> **ACTION À MENER 1**: D'après l'extrait, en combien de chapitres l'ouvrage est-il découpé ?
> **ACTION À MENER 2**: Recopiez le passage de l'extrait allant de « Il n’empêche : avec » jusqu'à « choix de résister. » inclus, en substituant « volume » à « livre ».

> **EXTRAIT**:
§
Masha Cerovic nous entraîne au cœur d’une guerre dans la guerre, celle menée par les groupes désarticulés de partisans en lien plus ou moins lâche avec Moscou, à la fois sur le plan politique et matériel, et surtout du point de vue des objectifs. Elle le fait avec un phrasé travaillé, puissant, alternant avec de longues et passionnantes citations. Comme l’affirme la fin de l’introduction, on ne lira pas une histoire « exhaustive » du mouvement partisan, mais une approche « globale » du phénomène.

Il n’empêche : avec l’accent placé sur les violences croisées entre partisans, occupants et collaborateurs, avec ses études précises des territoires physiques et politiques en jeu, la sensibilité aux ressorts psychologiques de certains individus et aux rapports qu’ils entretiennent entre eux ou avec les communautés environnantes, l’ouvrage ambitionne une histoire totale. L’enquête menée dans les archives de Russie, d’Allemagne, de Biélorussie, d’Ukraine et de Washington nourrit un livre substantiel : Cerovic recentre notre regard sur des zones singulières de confins, no man’s lands politiques et militaires, elle le maintient sur les hommes et femmes russes qui font dans leur chair et leur esprit l’expérience quotidienne du choix de résister.

Des brigades de résistants

L’ouvrage se découpe en neuf chapitres à la fois chronologiques et thématiques ; il décrit non un mouvement structuré, mais des groupes coagulant des parcours personnels singuliers, contraints de se structurer en brigades allant jusqu’à plusieurs milliers de membres. Ceux-ci se concentrent aux confins de la Biélorussie, de l’Ukraine et de la Russie, à la limite entre deux administrations de l’occupant, dans des zones de forêts et de marais restés soviétiques depuis 1921, négligées dans la Blitzkrieg par le groupe Centre de la Wehrmacht entre juin et octobre 1941.
§
> **DONNÉES D'ENTRÉE**:
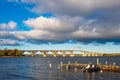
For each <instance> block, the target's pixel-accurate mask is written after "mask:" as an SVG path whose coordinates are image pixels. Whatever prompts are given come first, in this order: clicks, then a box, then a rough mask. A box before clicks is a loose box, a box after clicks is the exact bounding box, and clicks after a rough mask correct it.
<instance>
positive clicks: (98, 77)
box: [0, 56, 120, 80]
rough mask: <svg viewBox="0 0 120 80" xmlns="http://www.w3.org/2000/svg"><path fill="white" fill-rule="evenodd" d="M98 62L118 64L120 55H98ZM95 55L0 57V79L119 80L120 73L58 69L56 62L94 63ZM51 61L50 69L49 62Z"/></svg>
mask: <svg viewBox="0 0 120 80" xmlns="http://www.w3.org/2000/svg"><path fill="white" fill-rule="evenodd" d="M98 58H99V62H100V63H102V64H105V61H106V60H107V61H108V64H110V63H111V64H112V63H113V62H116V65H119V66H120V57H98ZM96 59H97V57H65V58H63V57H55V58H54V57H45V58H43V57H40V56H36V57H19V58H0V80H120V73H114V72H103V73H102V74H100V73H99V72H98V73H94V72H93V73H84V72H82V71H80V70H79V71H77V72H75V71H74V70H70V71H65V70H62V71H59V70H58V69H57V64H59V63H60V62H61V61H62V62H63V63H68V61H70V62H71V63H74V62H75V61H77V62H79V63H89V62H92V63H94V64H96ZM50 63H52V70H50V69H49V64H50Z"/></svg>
§
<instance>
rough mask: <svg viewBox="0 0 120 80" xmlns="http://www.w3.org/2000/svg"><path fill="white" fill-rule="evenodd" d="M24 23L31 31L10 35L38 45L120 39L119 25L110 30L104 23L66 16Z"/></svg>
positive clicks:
§
> **RÉPONSE ÉCRITE 1**: En neuf chapitres.

> **RÉPONSE ÉCRITE 2**:
Il n’empêche : avec l’accent placé sur les violences croisées entre partisans, occupants et collaborateurs, avec ses études précises des territoires physiques et politiques en jeu, la sensibilité aux ressorts psychologiques de certains individus et aux rapports qu’ils entretiennent entre eux ou avec les communautés environnantes, l’ouvrage ambitionne une histoire totale. L’enquête menée dans les archives de Russie, d’Allemagne, de Biélorussie, d’Ukraine et de Washington nourrit un volume substantiel : Cerovic recentre notre regard sur des zones singulières de confins, no man’s lands politiques et militaires, elle le maintient sur les hommes et femmes russes qui font dans leur chair et leur esprit l’expérience quotidienne du choix de résister.